TASK INSTRUCTIONS: Return, word for word, only the lines from the one containing "Place one keypoint on each instance of the jagged" through the last line of the entries.

**** DATA EXTRACT ****

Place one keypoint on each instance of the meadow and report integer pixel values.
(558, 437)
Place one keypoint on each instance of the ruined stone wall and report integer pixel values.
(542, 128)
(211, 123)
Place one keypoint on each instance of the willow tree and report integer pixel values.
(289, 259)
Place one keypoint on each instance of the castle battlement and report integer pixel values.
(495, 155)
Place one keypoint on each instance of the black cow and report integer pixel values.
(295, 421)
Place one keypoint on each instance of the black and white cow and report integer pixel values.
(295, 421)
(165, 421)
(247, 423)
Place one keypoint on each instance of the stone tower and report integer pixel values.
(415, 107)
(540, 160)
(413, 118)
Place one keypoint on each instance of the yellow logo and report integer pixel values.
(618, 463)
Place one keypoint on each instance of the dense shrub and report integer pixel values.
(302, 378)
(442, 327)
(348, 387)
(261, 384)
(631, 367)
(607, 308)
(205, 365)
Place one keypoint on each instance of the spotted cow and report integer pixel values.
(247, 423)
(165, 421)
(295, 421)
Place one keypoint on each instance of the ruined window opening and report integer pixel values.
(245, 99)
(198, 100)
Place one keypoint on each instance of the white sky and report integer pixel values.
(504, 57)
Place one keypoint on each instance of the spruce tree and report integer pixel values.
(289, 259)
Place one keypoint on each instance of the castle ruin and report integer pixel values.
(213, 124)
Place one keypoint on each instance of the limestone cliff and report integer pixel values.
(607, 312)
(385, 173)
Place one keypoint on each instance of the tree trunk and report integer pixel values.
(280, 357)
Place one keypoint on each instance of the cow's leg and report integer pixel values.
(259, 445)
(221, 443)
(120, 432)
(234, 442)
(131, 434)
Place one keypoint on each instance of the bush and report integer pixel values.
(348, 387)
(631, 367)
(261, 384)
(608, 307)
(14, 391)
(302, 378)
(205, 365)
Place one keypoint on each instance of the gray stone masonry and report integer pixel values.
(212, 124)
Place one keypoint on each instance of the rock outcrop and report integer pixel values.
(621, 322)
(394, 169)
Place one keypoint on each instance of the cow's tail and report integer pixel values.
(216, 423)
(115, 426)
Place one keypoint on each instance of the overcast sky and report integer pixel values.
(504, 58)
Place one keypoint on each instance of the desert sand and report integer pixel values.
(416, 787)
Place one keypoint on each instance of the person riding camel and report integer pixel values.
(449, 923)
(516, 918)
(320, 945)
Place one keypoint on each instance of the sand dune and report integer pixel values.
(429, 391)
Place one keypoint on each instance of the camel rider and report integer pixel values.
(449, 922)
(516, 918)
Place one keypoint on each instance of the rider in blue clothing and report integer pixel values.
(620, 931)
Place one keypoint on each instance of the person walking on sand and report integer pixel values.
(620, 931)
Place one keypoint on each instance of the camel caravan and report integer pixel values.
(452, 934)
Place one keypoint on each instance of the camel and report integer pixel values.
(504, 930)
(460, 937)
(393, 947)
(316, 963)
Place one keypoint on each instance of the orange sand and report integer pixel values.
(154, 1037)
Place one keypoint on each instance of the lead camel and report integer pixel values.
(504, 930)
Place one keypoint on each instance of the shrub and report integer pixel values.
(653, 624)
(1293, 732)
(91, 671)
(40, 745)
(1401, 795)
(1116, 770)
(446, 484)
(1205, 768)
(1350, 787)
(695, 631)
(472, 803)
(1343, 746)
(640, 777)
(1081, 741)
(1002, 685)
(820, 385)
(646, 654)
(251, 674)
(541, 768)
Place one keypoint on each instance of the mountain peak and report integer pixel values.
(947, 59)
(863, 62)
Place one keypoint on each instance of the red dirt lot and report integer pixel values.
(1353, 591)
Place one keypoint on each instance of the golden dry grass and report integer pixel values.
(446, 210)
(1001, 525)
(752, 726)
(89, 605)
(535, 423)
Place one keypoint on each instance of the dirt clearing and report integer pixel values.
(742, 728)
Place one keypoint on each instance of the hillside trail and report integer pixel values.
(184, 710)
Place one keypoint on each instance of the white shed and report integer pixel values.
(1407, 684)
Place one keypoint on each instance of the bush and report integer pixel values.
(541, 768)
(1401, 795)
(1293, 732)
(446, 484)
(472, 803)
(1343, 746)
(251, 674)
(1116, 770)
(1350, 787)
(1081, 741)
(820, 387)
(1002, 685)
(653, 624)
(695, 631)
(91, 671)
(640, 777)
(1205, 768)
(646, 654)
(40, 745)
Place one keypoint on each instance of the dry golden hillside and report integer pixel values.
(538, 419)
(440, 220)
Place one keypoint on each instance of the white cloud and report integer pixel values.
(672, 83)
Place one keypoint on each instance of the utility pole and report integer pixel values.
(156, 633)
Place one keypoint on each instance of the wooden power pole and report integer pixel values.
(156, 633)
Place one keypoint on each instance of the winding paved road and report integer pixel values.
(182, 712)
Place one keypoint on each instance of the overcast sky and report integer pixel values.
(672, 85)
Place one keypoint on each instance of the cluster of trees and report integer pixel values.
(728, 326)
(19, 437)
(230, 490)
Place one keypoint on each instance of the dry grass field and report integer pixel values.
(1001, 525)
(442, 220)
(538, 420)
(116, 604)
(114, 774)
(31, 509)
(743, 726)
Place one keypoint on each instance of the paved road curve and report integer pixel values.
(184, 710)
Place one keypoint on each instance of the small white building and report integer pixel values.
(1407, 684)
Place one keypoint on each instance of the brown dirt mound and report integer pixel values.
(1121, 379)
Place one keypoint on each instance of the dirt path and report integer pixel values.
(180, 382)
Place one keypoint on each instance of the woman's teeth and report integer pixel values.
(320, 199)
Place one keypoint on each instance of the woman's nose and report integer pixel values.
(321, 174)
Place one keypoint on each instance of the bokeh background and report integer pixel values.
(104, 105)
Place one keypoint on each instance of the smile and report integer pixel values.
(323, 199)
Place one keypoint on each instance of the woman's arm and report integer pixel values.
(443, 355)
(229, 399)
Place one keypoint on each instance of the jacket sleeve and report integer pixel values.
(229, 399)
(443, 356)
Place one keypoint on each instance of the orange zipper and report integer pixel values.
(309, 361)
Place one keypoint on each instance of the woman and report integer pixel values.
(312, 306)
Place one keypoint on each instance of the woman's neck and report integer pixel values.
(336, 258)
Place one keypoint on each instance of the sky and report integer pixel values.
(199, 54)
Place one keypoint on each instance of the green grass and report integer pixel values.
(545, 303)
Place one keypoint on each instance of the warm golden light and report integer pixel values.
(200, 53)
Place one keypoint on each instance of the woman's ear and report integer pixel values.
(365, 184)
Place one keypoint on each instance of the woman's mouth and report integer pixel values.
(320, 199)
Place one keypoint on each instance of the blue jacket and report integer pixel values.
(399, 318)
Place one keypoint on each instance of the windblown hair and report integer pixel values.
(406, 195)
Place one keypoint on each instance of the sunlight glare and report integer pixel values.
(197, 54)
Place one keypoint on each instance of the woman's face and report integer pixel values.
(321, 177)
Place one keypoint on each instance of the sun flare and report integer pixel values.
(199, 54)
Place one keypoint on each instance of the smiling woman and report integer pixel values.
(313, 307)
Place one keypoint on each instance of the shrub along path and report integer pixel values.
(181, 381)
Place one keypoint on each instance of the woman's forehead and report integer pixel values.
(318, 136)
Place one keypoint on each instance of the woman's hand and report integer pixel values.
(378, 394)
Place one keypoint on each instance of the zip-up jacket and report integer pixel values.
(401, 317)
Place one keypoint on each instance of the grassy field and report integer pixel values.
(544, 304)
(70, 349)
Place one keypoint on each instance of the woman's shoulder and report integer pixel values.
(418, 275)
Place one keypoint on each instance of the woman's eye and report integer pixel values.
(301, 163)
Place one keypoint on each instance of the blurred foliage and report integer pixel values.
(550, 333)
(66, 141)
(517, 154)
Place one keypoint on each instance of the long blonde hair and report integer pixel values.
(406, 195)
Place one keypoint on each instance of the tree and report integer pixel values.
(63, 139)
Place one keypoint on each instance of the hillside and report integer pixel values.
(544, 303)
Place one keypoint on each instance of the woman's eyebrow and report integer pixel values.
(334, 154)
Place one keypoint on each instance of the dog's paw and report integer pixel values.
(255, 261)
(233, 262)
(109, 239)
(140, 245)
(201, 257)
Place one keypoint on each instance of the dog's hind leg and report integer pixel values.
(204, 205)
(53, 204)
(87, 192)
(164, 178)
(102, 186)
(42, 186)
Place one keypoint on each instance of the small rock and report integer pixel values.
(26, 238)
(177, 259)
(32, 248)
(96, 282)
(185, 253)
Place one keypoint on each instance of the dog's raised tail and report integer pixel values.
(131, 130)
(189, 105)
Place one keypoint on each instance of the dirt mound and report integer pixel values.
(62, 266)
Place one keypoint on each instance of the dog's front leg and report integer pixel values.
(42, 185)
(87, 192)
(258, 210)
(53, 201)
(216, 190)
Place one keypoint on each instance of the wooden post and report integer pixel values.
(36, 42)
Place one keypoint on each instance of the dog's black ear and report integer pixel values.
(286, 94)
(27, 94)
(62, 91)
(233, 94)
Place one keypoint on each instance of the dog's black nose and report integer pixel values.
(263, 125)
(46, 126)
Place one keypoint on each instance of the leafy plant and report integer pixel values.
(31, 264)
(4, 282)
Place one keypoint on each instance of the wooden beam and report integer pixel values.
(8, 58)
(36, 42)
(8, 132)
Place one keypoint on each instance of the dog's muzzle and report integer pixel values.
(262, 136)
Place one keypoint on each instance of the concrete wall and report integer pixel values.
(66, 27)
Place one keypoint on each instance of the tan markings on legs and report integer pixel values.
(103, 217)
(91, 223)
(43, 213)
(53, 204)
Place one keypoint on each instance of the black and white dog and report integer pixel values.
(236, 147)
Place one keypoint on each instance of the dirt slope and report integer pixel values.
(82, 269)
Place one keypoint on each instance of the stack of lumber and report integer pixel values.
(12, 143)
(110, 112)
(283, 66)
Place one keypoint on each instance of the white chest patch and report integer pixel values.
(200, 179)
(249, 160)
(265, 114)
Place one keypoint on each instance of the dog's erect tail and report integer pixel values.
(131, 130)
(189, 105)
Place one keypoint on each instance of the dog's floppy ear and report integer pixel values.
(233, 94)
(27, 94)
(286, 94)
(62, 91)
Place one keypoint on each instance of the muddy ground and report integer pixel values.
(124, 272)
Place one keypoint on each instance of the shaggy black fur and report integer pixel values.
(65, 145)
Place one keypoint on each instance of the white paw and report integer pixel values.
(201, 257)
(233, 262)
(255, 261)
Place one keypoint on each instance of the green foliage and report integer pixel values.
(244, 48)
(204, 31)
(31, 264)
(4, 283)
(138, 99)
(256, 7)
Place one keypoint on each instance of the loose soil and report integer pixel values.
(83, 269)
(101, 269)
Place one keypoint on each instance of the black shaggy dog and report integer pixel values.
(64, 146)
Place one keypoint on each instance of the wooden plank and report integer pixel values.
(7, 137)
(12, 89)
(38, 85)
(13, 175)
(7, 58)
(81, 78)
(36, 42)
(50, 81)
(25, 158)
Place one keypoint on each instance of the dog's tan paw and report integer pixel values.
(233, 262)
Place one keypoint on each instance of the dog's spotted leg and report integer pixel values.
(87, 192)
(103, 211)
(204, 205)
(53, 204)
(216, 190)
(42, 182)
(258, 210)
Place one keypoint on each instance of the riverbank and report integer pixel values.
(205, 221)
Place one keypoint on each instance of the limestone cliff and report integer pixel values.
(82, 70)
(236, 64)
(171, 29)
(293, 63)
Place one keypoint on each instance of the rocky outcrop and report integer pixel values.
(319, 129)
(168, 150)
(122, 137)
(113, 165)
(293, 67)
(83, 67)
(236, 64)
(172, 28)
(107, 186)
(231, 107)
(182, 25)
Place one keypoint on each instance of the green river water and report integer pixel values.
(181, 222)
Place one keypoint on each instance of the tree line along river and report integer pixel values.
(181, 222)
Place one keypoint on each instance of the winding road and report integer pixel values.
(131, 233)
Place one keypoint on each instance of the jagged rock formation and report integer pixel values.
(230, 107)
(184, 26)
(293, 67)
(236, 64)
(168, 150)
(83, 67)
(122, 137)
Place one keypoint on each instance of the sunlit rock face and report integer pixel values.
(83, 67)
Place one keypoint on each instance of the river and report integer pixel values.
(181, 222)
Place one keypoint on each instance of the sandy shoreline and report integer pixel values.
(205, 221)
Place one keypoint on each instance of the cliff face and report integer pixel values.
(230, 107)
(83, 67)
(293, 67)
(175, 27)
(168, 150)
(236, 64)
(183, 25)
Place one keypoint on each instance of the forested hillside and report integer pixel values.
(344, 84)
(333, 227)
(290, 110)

****

THE RESPONSE:
Place one keypoint on each instance of the jagged rock formation and report integer pixel values.
(230, 107)
(184, 26)
(293, 67)
(236, 64)
(168, 150)
(83, 67)
(122, 137)
Place one keypoint on each instance of the sunlit rock face and report integer pixel values.
(83, 67)
Place one keypoint on each instance of the river and report integer pixel values.
(181, 222)
Place one keypoint on each instance of the sandy shoreline and report integer pixel values.
(205, 221)
Place one keypoint on each instance of the cliff face and report integer pixel values.
(230, 107)
(83, 67)
(293, 67)
(175, 27)
(168, 150)
(236, 64)
(183, 25)
Place one keypoint on each instance of the forested hillside and report integer pixel values.
(344, 84)
(333, 227)
(290, 110)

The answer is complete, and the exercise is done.